◆ BRIEF
Write out the listing in full, matching it word for word.

◆ DATASET RECORDS
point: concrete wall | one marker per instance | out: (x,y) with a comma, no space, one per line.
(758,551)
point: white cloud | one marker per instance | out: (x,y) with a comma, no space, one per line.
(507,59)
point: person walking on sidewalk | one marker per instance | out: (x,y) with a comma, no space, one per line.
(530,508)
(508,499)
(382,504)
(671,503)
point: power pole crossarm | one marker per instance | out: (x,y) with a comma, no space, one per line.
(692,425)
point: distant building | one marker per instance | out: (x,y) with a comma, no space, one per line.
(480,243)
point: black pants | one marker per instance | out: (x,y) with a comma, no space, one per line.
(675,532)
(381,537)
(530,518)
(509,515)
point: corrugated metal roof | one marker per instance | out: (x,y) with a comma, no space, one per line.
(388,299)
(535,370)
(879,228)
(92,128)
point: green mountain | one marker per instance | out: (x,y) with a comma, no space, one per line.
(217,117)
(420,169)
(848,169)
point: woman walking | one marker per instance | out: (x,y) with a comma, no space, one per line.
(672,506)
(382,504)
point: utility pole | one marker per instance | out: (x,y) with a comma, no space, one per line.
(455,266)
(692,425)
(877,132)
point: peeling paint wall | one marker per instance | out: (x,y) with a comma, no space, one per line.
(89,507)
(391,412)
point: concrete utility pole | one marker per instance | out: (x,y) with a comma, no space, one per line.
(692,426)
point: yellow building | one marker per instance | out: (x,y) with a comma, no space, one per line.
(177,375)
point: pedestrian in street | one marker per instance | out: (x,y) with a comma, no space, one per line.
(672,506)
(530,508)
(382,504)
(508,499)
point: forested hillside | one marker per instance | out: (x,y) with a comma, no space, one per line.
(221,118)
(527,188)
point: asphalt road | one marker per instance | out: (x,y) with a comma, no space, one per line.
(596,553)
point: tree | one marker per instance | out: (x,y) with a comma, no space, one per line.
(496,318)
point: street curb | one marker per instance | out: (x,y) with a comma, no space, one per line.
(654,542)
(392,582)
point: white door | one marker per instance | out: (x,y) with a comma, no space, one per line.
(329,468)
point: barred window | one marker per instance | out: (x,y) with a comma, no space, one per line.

◆ REPLY
point: concrete wall | one marker per instance | out: (x,y) with a comma, no space, one per line.
(758,551)
point: white cloud | one marker per instance | out: (x,y) with a comma, no space, one per line.
(507,59)
point: person walking on sidewalk | one marker per instance | out: (x,y) with a comma, no space, one per line.
(530,508)
(508,499)
(382,504)
(671,503)
point: power pole crossarm | one marker per instance | out: (x,y) with a comma, no space, one per line.
(692,425)
point: distant building | one marker per instance | out: (x,y) with a comma, no space, one per line.
(480,243)
point: black pants | one marker per instance | out: (x,y) with a comma, no space, one per line.
(675,532)
(381,537)
(530,518)
(509,515)
point: corrugated metal roof | one marker per instance | out: (x,y) with a comma, no space, one per line.
(388,299)
(535,370)
(879,228)
(92,128)
point: green mountain | one marker per instance | out: (x,y) with a comma, no space, one per line.
(217,117)
(420,169)
(848,169)
point: woman walking | one marker per instance | out: (x,y) with a comma, no space, one per line.
(672,506)
(382,504)
point: utility pole | one marker per instance | out: (x,y) with a comma, no space, one per line.
(455,266)
(692,425)
(877,132)
point: peeling paint wall | one marker per instance | out: (x,y) with a comma, no space, one per line.
(89,507)
(391,412)
point: concrete utility pole | one marker per instance | out: (x,y) with a comma, no space, one per line.
(692,426)
point: yellow building | one marker per instance | out: (x,y) with a comma, no space, one per line.
(177,375)
point: pedestrian in street | one marker per instance | out: (x,y) with a comma, no space, one per line.
(672,506)
(530,508)
(382,504)
(508,499)
point: forested hillside | one marker per instance | out: (x,y) with a comma, no space, one per line.
(221,118)
(527,188)
point: asphalt road | one marker per instance | out: (x,y) with a comma, no space, one per line.
(596,553)
point: tree | one marker per instance | out: (x,y) with a comma, no space, one per line.
(496,318)
point: street curb | one marker per instance | out: (x,y) with a comma, no space, one per line.
(654,542)
(392,582)
point: white door | one marker per instance | out: (x,y) with a comma, no space, one per line.
(329,468)
point: barred window | one marker per instance | out: (x,y) with a comma, no space, one per line.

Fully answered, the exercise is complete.